Background information
- Born: 10 March 1957 (age 69)
- Origin: Saint-Cloud, Hauts-de-Seine France
- Genres: Jazz, blues, Afro-pop, jazz fusion, rock and roll
- Occupations: Musician Composer Producer
- Instruments: Drums, percussion, flute
- Label: Blue Thumb
- Formerly of: Weather Report
- Website: Mino Cinelu.com^{[link removed]}

= Mino Cinélu =

Mino Cinélu (born 10 March 1957) is a French musician. He plays multiple instruments. He is a composer, programmer and producer; and is primarily associated with his work as a jazz percussionist.

==Biography==
Cinelu was born in Saint-Cloud, Hauts-de-Seine. His father is from Martinique and his mother is French. He was involved with music from childhood as his father and two brothers were musicians, and started spending time and playing in various concert halls such as the Chapelle des Lombards in the suburbs of Paris. He became interested in various styles of music such as jazz, rock, salsa and even in more esoteric varieties like Egyptian chants and Romani music. He would later expand his repertoire to include fado, flamenco, African music, Japanese music, and Slavic music.

The first instrument that Cinelu took to was the bongo drums, which led him to decide to try to live from his music. He often played the bongos in the streets where he first experimented with improvisation. At the end of the 1970s he became more and more interested in the French jazz fusion scene where he made many connections with other musicians and members of the music industry. At varying times he worked with Jef Gilson, Chute Libre, and Moravagine. Shortly thereafter he began playing with artists such as Bernard Lavilliers, Colette Magny, Gong, and Toto Bissainthe.

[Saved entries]
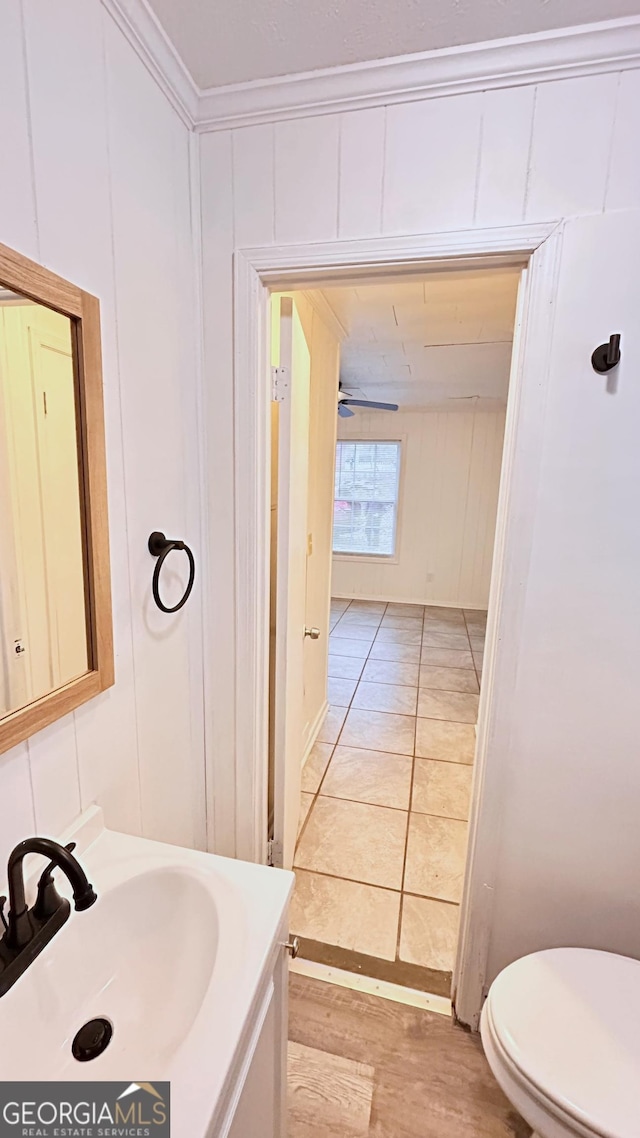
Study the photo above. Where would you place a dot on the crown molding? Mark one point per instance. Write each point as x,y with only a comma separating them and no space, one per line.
152,44
565,54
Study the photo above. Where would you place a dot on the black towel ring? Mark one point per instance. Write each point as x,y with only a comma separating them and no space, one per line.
160,546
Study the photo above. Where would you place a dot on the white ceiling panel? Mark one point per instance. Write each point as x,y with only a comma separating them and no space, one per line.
443,339
222,42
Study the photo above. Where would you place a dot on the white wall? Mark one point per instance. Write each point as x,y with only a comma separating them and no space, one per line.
96,186
446,509
476,159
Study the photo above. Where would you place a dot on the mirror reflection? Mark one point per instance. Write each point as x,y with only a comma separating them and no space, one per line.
43,628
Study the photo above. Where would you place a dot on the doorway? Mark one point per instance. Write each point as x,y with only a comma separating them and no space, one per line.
386,768
257,272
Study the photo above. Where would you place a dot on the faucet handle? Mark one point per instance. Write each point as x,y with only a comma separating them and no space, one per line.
48,900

▸ **ACTIVITY LIST**:
• 1. In the Mino Cinélu biography, what was the first instrument Cinelu took to?
• 2. Say whether each statement agrees with the Mino Cinélu biography, and back each answer with the deciding words from it: (a) Cinelu's mother is from Martinique. (b) Cinelu first experimented with improvisation while playing bongos in the streets. (c) Cinelu was formerly part of Weather Report.
• 3. Pick up the Mino Cinélu biography after its last sentence and keep it going.

▸ **RESPONSES BY ITEM NUMBER**:
• 1. The bongo drums.

• 2.
(a) No: "His father is from Martinique and his mother is French."
(b) Yes: "He often played the bongos in the streets where he first experimented with improvisation."
(c) Yes: "Formerly of: Weather Report"

• 3.
In 1979, he moved to New York City. After a difficult start he met several musicians living in and around the city such as George Benson, Wayne Shorter, Kenny Barron, and Cassandra Wilson. He continued to learn new instruments in different contexts; for example he played the bass in a gospel choir and earned some money by giving drum lessons. In the beginning of the 1980s he met Miles Davis while playing in a soul band at the New York club Mikkel's. Miles offered him a job as percussionist in his group, playing alongside the group's drummer Al Foster. After a month of rehearsals, Cinelu went on tour with Miles Davis' band.

His stint with Miles Davis led to more recognition; during a concert at the Hollywood Bowl, Joe Zawinul contacted him to join Weather Report as percussionist, which he accepted. During this period he began composing music, with the help of Weather Report members Wayne Shorter and Joe Zawinul.

Cinelu also played with Michel Portal after Michel saw him play at the Théâtre du Châtelet with Miles Davis.

Starting in the 1990s, Cinelu began working on a solo career. His first solo album self-titled Mino Cinelu was released in 2000. Next came Quest Journey, on which Cinelu collaborated with guitarists Bill Frisell and Gerry Leonard, keyboardist Don Blackman, bassist Leo Traversa, DJs DJ Logic and Nickodemus, singer Toni Smith, and rapper Da Lioness. Quest Journey was followed by La californie in 2006.

==Discography==

===With Gong===
- Gazeuse! (1976)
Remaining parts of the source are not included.